Dataset entries:
=====
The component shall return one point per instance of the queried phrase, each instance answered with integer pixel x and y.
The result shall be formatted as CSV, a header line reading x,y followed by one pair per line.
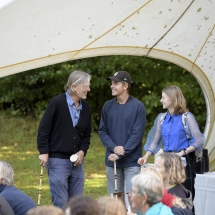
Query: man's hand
x,y
113,157
80,158
43,159
119,150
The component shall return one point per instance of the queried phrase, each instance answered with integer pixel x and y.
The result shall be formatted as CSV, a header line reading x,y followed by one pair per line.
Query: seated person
x,y
5,208
18,201
146,195
173,173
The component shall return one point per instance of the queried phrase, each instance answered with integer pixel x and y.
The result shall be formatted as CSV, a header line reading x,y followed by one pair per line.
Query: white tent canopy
x,y
38,33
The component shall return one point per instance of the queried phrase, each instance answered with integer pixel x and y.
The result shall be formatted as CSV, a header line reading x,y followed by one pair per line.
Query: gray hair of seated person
x,y
46,210
75,78
148,185
6,173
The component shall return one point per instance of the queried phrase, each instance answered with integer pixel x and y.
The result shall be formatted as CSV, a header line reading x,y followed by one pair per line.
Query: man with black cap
x,y
121,131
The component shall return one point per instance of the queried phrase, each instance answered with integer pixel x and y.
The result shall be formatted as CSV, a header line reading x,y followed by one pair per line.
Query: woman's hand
x,y
180,154
142,160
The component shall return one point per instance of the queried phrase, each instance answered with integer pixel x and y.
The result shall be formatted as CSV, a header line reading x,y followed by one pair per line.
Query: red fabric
x,y
167,198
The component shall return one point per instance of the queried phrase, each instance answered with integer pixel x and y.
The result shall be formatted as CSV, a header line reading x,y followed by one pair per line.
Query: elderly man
x,y
65,130
19,201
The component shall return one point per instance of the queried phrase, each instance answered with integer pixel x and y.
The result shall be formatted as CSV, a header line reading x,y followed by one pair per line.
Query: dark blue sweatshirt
=====
- [Exercise prompt]
Pictures do not belong in the copy. Reproduce the rest of the data exactly.

- [Task response]
The component shall return one point per instance of the queried phrase, each instance answered with integer pixel x and y.
The result shall be formatted as CSV, a header line reading x,y followed by one pair per line.
Query: man's hand
x,y
113,157
80,158
43,159
119,150
The component shall return one point per instance of the queried phrase, each instance answered with integer pixel x and y.
The result shall be formatted as CSV, a header line reading x,y followed by one pair per line.
Query: seated person
x,y
5,208
18,201
146,195
173,173
The component shall return one point per instance of the queried phrase, each instance answered with integer pixel x and y.
The result shall be formatted as CSV, a header line reading x,y followed by one pair per line.
Query: white tent canopy
x,y
38,33
The component shall return one point per instance of the queried phrase, each instance answered with integer pixel x and y.
The result shall be formatted as CSV, a header line reading x,y followed by one pair per line.
Query: gray hair of seated person
x,y
46,210
75,78
148,185
6,173
The component shall return one point per instance of the queried phrase, each instance answered with integer pixel x and y.
The result shall be formatted as CSV, a header line reading x,y followed by one pair per line.
Query: man with black cap
x,y
121,131
The component shall return one point per instance of the queried phrase, each instance answered with integer pixel x and y.
The result shall be formatted as CSV, a header line reading x,y followed by one pair per line.
Query: woman's hand
x,y
180,154
142,160
The component shall return one point per instance of the queried phrase, each instance answered with integer pixel x and y.
The result shall be formatted as CSV, a header line reading x,y followed by one pair per line.
Query: red fabric
x,y
167,198
The component shall return one point per instance of the queried phrase, each instance answered with integer pixel x and y.
The result shall be formatted as CSV, a header line reading x,y followed by one pair per line.
Query: elderly man
x,y
65,130
19,201
The component shall return one point per instance of the queried phrase, each instance answered with integer pixel x and y.
The result shall be formatted as CSV, a header line reading x,y followed by one pair per line.
Query: dark blue sweatshirt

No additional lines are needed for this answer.